* _SET TASK 1_: Convert the records, from their first line through the line containing "M 8 167 L 2", into a Markdown table with the columns Row and Record Line, numbering each row and omitting blank lines.

# start of EXCERPT PROVIDED

Longer-term forecasts point to slower growth or a decline in oil demand, depending on future climate policies. Even in the unlikely scenario where there are no additional climate policy initiatives and the adoption of renewables and electric vehicles slows from their current trajectory, the International Energy Agency shows  that oil demand will continue to grow to 2050, but at a much slower rate than in previous decades. With continued implementation of stated policies, effectively continuing the current trajectory, the world oil demand is expected to peak by 2030 and then decline by 3% to 2050. If global climate change is limited to 1.5°C, demand is expected to decline by about three quarters by 2050.

Private oil companies such as BP forecast a decline in oil demand of between 11% and 68% by 2050, while Chinese demand, which is the target market for a new pipeline, is forecast to peak in about 2030 and then decline due to the rapid electrification of its transportation sector.

With world oil demand growth slowing down and then potentially declining, the rationale for building a new pipeline is weak. The Canada Energy Regulator’s most recent forecast, for example, concludes that no new pipelines are required to accommodate forecast growth in Western Canadian oil production.

# end of EXCERPT PROVIDED
# start of THE RECORDS

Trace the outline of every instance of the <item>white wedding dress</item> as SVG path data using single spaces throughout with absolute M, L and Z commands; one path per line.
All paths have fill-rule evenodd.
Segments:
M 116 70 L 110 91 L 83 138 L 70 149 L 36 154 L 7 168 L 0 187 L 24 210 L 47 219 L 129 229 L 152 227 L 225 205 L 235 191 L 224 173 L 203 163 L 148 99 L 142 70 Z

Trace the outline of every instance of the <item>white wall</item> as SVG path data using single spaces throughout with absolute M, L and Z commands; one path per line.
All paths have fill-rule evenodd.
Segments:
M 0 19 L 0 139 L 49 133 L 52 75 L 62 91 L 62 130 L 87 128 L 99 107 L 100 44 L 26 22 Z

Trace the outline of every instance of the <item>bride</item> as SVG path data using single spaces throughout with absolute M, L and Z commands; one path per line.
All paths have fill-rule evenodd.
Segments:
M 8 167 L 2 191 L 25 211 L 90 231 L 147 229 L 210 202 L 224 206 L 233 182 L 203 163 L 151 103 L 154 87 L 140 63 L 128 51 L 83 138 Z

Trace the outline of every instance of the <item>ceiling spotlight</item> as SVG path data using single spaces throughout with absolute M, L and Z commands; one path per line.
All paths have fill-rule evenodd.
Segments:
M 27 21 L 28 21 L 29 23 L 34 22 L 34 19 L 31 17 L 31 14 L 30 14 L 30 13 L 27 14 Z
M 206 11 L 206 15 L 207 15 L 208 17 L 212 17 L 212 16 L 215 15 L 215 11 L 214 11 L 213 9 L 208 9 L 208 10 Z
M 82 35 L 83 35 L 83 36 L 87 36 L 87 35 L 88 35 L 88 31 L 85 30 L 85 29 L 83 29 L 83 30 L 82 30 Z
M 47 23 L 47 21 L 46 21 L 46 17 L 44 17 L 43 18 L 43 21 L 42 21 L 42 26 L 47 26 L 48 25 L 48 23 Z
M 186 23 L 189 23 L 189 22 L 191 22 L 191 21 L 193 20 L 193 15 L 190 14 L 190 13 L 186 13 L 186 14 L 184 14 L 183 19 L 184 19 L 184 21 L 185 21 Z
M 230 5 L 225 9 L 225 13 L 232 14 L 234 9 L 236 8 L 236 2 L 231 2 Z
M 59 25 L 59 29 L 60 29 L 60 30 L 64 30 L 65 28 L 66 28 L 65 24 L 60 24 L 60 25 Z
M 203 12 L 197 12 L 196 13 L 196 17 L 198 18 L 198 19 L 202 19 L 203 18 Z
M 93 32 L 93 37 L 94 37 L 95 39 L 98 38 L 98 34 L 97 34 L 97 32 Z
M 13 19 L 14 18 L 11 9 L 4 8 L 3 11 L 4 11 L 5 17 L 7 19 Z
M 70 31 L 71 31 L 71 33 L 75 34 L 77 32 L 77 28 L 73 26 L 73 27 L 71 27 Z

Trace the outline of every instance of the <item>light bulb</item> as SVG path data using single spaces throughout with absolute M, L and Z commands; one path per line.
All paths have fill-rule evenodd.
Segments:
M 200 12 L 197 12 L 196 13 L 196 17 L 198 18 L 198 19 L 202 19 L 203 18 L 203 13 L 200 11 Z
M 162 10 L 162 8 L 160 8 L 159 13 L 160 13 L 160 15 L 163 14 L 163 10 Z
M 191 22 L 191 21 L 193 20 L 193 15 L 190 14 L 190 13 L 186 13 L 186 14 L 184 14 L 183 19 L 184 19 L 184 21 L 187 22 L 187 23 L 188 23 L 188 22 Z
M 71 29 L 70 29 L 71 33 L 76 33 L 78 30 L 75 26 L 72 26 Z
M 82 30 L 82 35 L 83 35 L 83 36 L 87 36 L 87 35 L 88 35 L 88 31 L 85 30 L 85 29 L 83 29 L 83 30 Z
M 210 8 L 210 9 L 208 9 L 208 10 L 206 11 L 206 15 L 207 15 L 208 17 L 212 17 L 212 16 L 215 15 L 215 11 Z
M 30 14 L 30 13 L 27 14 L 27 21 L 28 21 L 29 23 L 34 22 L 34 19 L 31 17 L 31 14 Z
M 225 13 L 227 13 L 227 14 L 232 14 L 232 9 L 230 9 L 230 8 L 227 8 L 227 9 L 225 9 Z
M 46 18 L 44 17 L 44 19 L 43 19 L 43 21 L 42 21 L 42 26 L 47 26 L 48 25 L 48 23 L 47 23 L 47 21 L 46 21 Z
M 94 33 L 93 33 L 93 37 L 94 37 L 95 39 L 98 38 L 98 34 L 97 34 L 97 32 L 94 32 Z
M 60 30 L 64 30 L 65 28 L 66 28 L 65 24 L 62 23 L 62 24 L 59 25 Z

# end of THE RECORDS

* _SET TASK 2_: Extend the passage on oil demand forecasts and the case for a new pipeline, picking up after its final sentence.

* _WRITTEN REPLY 1_:
| Row | Record Line |
|---|---|
| 1 | Trace the outline of every instance of the <item>white wedding dress</item> as SVG path data using single spaces throughout with absolute M, L and Z commands; one path per line. |
| 2 | All paths have fill-rule evenodd. |
| 3 | Segments: |
| 4 | M 116 70 L 110 91 L 83 138 L 70 149 L 36 154 L 7 168 L 0 187 L 24 210 L 47 219 L 129 229 L 152 227 L 225 205 L 235 191 L 224 173 L 203 163 L 148 99 L 142 70 Z |
| 5 | Trace the outline of every instance of the <item>white wall</item> as SVG path data using single spaces throughout with absolute M, L and Z commands; one path per line. |
| 6 | All paths have fill-rule evenodd. |
| 7 | Segments: |
| 8 | M 0 19 L 0 139 L 49 133 L 52 75 L 62 91 L 62 130 L 87 128 L 99 107 L 100 44 L 26 22 Z |
| 9 | Trace the outline of every instance of the <item>bride</item> as SVG path data using single spaces throughout with absolute M, L and Z commands; one path per line. |
| 10 | All paths have fill-rule evenodd. |
| 11 | Segments: |
| 12 | M 8 167 L 2 191 L 25 211 L 90 231 L 147 229 L 210 202 L 224 206 L 233 182 L 203 163 L 151 103 L 154 87 L 140 63 L 128 51 L 83 138 Z |

* _WRITTEN REPLY 2_:
But even if oil production grows faster than the Canada Energy Regulator forecasts and more pipeline capacity is required, an additional 1.1 million barrels of capacity can be provided by upgrading existing pipelines at much lower cost and lower risk than a new greenfield project.

Building a new oil pipeline to BC’s North Coast would also pose a significant environmental risk by requiring the removal of the current oil tanker moratorium, which was put in place to protect the marine environment from oil tanker spills. Research on the previous Enbridge Northern Gateway Pipeline proposed for Northern BC showed that there would be a 64% chance of a major oil tanker spill of 10,000 barrels or more, even with improved safety standards, over the first 30 years of operation. The impacts of a tanker spill would be devastating to the region’s environment and economy. Other research has documented that the new pipeline would increase greenhouse gas emissions, even if the proposed project is accompanied by carbon capture.

Given these market fundamentals, there is no rationale for building a new oil pipeline and, if one were built, the tolls required to pay for it would be significantly higher than those of existing pipelines, reducing returns to the oil industry and the Alberta government while putting the environment at risk. This is why no private pipeline company has come forward with a proposed new project and is unlikely to do so without government subsidies.

While some may have a more optimistic view of future oil demand and the viability of new energy projects in Canada, the TMX experience provides valuable lessons for building economic and environmentally responsible projects.

First, governments should not build or subsidize fossil fuel projects that the private sector considers too risky. Rapid deployment and cost reductions in electric vehicles, renewables, and battery technologies mean that the economic risks of oil and gas projects will only increase with time.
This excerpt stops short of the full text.